TASK TO COMPLETE —
Please restate the data word for word, leaving out no line.

Start of EXCERPTED DATA

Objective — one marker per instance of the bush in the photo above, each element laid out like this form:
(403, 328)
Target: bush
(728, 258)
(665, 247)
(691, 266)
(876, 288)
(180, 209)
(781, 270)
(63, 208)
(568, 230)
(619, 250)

End of EXCERPTED DATA

TASK OUTPUT —
Objective — one marker per instance of the bush in the photo above, each element laid out like this form:
(403, 328)
Target: bush
(728, 258)
(665, 247)
(691, 266)
(876, 288)
(180, 209)
(781, 270)
(63, 208)
(568, 230)
(619, 250)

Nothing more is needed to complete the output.